Point localization data

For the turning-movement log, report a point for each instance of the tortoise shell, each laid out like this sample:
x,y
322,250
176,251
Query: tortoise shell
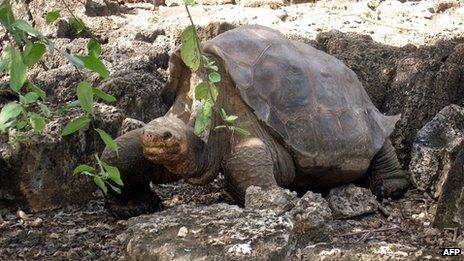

_TASK BRIEF_
Since only the text is wanted, repeat all the records above exactly and omit the pictures.

_SOLUTION TO THE EXERCISE_
For the turning-movement log, report a point for each instance of the tortoise shell, each laid out like this sample:
x,y
322,250
176,251
Query: tortoise shell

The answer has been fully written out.